Problem statement:
Copy exactly the lines from the one containing "locate the blurred" through the last line of the records, both included, and nothing more.

Records to use:
—————

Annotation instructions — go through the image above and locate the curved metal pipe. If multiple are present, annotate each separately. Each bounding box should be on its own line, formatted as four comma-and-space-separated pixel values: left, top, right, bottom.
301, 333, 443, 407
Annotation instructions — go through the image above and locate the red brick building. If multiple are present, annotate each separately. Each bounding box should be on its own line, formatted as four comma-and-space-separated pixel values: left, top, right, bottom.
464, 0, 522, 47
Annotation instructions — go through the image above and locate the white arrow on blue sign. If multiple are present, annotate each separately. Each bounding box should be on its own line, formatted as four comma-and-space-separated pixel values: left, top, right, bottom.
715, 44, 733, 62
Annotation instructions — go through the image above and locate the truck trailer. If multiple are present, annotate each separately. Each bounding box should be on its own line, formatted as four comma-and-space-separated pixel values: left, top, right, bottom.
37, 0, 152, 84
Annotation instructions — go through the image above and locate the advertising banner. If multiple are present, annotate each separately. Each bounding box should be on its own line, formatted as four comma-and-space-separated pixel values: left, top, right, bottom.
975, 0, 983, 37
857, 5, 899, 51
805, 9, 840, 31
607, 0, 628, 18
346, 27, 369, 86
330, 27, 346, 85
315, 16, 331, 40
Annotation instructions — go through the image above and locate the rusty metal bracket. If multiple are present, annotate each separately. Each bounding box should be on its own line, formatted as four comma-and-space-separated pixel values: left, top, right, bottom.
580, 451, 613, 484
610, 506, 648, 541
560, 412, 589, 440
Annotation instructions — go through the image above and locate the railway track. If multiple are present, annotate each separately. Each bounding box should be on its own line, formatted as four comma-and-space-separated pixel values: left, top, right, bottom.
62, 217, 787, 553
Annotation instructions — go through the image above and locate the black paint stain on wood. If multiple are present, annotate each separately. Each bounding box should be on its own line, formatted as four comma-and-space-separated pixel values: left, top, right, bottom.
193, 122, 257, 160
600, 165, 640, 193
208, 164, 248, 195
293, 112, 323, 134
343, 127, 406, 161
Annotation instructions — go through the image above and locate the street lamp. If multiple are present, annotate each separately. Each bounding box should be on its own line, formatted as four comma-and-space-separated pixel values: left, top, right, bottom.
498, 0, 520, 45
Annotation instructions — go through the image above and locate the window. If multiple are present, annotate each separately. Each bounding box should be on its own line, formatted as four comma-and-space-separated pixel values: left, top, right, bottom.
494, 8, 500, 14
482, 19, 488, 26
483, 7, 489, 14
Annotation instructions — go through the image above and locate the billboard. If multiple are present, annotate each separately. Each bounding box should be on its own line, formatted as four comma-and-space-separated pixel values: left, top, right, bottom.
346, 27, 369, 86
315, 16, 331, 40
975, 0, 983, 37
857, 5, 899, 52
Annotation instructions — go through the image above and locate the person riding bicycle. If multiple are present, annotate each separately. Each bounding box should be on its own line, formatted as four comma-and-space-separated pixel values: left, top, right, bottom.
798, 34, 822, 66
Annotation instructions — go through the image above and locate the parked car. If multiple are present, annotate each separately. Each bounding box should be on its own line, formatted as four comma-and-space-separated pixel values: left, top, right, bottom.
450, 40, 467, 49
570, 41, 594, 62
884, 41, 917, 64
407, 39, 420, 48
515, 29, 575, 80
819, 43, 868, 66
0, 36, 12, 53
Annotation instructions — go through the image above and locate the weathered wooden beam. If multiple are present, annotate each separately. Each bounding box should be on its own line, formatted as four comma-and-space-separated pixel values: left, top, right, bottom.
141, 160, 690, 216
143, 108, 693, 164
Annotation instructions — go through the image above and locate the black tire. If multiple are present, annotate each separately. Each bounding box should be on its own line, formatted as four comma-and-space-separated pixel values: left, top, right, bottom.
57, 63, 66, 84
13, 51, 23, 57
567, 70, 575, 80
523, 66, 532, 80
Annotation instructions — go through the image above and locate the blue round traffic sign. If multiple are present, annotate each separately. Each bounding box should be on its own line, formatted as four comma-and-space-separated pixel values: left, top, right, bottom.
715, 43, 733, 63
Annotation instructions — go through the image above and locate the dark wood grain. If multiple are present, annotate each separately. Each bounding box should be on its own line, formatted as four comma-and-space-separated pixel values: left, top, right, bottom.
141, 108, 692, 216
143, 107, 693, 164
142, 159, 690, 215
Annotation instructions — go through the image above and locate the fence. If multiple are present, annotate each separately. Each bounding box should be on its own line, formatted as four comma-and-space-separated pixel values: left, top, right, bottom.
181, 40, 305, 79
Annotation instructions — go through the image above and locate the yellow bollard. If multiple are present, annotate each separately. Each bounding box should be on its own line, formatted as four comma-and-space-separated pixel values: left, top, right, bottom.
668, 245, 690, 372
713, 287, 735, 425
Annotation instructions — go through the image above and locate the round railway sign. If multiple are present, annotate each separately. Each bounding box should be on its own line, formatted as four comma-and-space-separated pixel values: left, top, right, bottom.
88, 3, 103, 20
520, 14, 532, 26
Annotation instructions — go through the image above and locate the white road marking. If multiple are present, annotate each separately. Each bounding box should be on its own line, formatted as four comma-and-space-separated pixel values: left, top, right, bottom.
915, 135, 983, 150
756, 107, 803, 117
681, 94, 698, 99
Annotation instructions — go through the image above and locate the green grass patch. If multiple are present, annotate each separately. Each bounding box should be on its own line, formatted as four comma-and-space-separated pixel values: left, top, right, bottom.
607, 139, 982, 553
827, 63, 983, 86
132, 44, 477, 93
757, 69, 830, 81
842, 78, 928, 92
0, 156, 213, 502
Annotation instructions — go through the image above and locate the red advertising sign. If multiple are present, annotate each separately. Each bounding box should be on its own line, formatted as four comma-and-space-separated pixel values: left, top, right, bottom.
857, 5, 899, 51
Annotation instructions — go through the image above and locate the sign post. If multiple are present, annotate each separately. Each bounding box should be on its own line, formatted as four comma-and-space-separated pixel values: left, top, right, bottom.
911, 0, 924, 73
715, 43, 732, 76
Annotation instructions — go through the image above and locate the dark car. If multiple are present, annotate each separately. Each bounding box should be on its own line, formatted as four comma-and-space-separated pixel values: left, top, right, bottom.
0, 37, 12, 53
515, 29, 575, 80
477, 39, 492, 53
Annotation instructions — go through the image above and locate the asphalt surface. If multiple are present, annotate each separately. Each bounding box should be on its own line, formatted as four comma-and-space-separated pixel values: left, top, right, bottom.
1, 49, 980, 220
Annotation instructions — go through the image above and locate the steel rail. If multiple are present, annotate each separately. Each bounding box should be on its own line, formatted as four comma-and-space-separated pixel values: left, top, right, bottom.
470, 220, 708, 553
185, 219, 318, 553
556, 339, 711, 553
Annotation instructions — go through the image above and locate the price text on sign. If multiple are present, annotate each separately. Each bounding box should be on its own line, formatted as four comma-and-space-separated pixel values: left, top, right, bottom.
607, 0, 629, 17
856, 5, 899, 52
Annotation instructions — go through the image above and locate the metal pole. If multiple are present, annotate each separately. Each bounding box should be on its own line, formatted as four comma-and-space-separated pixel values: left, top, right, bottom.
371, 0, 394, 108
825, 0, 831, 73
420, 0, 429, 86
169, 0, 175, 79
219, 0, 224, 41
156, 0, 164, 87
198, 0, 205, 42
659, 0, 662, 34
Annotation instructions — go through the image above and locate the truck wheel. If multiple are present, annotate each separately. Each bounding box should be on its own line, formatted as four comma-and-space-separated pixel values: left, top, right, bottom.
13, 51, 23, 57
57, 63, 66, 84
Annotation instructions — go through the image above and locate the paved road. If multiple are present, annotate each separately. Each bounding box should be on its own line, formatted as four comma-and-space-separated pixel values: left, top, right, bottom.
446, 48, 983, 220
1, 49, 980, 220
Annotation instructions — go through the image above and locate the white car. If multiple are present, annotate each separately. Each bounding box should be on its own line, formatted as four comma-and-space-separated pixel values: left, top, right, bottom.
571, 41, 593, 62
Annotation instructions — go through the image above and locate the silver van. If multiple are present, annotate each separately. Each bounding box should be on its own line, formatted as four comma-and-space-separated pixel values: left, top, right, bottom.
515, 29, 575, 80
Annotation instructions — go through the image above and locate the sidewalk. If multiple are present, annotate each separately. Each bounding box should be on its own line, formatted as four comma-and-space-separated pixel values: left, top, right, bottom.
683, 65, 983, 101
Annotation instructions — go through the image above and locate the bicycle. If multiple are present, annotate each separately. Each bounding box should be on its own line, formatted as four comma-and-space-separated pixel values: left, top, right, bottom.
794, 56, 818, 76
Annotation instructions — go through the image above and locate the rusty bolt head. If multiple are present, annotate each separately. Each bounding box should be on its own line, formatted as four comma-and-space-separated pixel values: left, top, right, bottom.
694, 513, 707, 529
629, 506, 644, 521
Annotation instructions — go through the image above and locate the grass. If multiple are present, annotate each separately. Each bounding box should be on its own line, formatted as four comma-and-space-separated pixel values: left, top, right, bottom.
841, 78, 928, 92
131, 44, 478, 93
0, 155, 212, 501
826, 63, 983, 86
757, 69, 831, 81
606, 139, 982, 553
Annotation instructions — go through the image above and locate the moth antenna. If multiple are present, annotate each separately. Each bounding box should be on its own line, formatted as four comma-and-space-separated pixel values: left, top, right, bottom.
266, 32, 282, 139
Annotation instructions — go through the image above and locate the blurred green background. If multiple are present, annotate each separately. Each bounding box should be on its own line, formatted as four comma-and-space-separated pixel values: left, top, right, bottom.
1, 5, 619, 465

—————

Response to the exercise:
Annotation instructions — go through the image above and locate the blurred green background. If multiple are present, annotate each separately. Each bounding box should be on its own line, formatted as four comma-and-space-separated pixel values: left, top, right, bottom.
1, 5, 619, 465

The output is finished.